**Given records**
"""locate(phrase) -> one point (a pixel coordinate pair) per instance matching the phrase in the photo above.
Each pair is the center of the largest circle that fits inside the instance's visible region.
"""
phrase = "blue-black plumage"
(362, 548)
---
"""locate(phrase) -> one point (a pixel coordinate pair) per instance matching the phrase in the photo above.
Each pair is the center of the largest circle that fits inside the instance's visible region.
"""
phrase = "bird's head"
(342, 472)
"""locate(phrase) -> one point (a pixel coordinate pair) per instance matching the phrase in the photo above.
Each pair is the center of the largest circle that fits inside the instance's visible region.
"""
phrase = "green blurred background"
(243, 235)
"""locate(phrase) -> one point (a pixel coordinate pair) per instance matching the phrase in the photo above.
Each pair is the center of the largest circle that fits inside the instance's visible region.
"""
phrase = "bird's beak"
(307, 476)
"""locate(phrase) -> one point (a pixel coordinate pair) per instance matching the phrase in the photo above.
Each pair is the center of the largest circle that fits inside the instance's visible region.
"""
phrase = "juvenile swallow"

**Direction**
Count the lines in the items above that contain the string "bird", and reply with only that number.

**Solution below**
2